■ **DATASET EXCERPTS**:

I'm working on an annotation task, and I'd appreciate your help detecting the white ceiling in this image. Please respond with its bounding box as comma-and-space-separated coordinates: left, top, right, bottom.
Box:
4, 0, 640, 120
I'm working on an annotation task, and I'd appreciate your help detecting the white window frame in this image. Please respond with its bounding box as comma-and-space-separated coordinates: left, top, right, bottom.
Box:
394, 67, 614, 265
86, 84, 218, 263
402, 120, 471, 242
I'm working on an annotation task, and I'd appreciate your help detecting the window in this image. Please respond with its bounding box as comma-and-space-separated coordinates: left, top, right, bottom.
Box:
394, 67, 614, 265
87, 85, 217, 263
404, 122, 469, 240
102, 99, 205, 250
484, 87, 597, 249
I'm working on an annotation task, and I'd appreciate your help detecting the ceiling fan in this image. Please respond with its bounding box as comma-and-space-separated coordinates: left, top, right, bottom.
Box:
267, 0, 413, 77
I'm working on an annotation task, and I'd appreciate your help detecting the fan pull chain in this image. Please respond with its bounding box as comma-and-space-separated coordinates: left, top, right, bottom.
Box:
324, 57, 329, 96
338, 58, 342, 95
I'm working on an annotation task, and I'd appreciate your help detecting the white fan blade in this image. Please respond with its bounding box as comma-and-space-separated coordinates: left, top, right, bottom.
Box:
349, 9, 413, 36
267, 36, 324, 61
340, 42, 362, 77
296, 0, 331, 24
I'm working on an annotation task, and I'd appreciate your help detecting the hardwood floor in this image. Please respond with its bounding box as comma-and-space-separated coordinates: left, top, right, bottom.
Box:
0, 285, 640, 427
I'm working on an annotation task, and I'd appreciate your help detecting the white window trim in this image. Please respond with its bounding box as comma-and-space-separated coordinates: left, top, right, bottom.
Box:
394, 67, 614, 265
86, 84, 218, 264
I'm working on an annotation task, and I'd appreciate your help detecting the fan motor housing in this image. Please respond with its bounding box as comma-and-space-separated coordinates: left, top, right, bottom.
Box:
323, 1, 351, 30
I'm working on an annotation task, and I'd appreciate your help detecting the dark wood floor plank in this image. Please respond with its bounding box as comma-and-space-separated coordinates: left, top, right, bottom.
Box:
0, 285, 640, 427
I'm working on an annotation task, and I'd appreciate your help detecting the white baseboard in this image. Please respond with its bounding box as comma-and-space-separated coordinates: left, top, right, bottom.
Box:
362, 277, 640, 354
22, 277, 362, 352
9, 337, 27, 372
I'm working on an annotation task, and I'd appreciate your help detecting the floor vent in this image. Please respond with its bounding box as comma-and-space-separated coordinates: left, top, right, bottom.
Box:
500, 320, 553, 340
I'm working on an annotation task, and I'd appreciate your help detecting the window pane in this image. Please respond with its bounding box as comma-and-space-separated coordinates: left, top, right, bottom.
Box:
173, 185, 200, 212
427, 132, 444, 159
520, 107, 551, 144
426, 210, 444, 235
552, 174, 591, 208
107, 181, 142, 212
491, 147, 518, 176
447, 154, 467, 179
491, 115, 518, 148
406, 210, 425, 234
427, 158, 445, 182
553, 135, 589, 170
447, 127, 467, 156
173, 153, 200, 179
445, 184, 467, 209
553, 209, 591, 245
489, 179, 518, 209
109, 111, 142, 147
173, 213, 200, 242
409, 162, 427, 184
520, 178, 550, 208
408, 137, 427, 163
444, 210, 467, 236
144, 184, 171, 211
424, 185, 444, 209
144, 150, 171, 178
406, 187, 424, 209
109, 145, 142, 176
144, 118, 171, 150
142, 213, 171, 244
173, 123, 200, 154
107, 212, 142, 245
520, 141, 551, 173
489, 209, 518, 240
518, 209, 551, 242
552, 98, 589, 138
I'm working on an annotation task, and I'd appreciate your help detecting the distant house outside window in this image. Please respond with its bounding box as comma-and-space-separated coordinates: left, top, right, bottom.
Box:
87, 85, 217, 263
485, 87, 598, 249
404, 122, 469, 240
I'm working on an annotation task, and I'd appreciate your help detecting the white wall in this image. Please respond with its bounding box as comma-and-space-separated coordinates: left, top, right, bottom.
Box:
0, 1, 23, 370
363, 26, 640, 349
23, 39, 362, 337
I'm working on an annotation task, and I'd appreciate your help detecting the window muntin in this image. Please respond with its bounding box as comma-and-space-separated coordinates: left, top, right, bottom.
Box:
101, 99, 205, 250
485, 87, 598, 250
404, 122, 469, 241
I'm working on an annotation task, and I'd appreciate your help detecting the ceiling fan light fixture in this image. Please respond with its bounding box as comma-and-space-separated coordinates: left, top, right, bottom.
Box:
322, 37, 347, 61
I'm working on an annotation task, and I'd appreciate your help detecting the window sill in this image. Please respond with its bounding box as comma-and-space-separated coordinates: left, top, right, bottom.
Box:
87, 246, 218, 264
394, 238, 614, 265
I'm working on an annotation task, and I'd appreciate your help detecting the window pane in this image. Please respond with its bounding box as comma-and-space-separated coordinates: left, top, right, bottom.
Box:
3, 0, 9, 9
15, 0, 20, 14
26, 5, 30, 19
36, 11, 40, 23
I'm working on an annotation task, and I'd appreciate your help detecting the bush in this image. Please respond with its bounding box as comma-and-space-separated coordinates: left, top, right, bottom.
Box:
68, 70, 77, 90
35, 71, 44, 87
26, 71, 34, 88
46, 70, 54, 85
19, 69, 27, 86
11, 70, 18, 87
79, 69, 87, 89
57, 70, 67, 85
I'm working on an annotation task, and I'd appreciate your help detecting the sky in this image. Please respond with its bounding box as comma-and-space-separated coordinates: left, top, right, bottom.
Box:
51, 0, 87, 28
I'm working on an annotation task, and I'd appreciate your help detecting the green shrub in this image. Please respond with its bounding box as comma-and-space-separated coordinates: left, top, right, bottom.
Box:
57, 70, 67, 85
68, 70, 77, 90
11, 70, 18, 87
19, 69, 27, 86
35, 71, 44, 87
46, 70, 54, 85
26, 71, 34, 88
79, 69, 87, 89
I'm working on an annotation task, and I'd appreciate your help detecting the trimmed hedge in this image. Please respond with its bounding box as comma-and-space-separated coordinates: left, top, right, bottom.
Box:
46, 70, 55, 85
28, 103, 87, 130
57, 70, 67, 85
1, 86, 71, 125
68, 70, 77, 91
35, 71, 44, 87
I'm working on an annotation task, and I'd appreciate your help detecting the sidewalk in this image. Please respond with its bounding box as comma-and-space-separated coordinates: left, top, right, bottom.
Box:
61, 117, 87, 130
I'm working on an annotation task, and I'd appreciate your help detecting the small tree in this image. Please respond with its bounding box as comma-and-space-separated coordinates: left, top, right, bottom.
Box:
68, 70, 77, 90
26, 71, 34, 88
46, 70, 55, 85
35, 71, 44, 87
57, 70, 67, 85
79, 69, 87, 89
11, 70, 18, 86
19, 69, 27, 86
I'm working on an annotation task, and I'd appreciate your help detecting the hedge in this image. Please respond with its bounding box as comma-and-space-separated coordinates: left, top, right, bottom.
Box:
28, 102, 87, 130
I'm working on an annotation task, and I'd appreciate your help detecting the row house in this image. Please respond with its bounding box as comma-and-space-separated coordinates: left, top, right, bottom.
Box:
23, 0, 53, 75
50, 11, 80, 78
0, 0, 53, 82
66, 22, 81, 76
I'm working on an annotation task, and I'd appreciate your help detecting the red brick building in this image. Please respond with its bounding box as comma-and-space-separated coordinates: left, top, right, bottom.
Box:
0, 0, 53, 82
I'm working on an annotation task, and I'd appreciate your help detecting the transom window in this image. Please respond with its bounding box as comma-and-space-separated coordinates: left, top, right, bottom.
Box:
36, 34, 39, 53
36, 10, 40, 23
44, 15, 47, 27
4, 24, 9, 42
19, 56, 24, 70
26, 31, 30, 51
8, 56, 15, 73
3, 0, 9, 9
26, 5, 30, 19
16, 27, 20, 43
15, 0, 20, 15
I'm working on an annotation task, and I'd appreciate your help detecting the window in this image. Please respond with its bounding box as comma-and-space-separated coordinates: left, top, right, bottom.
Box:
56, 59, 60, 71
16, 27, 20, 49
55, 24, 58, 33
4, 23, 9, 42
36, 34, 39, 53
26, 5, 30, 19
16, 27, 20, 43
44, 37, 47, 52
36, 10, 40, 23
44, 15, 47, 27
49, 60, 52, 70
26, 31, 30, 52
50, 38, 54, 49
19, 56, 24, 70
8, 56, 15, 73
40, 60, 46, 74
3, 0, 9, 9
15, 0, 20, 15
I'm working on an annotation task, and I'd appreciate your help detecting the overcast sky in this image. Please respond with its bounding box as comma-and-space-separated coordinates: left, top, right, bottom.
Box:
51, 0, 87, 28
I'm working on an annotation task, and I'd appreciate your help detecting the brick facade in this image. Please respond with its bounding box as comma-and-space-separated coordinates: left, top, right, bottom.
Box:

■ **WHAT THE TASK REQUIRES**:
Please reproduce the rows verbatim, starting with the very first line and going on through the line containing "338, 58, 342, 95", with both of those lines included.

■ **COMPLETED TASK**:
I'm working on an annotation task, and I'd appreciate your help detecting the white ceiling in this image. Please respond with its bounding box as comma-and-space-separated coordinates: left, top, right, bottom.
Box:
4, 0, 640, 120
I'm working on an annotation task, and I'd appreciate your help detecting the white window frame in this image. Please respond with its bounding box as comma-and-space-separated coordinates: left, top, right, bottom.
Box:
394, 67, 614, 265
86, 84, 218, 263
402, 120, 471, 242
I'm working on an annotation task, and I'd appreciate your help detecting the window in this image. Please respond with its bounding box as comma-and-space-separated coordinates: left, top, right, bottom.
Box:
394, 67, 614, 265
87, 85, 217, 263
404, 122, 469, 240
102, 99, 205, 250
484, 87, 597, 249
I'm working on an annotation task, and I'd appreciate your help detecting the ceiling fan in this image. Please respond with its bounding box as comma-and-space-separated coordinates: left, top, right, bottom.
Box:
267, 0, 413, 77
I'm working on an annotation task, and I'd appreciate your help detecting the fan pull chain in this image. Please respond with its bounding box as comma-and-space-separated coordinates: left, top, right, bottom.
Box:
324, 57, 329, 96
338, 58, 342, 95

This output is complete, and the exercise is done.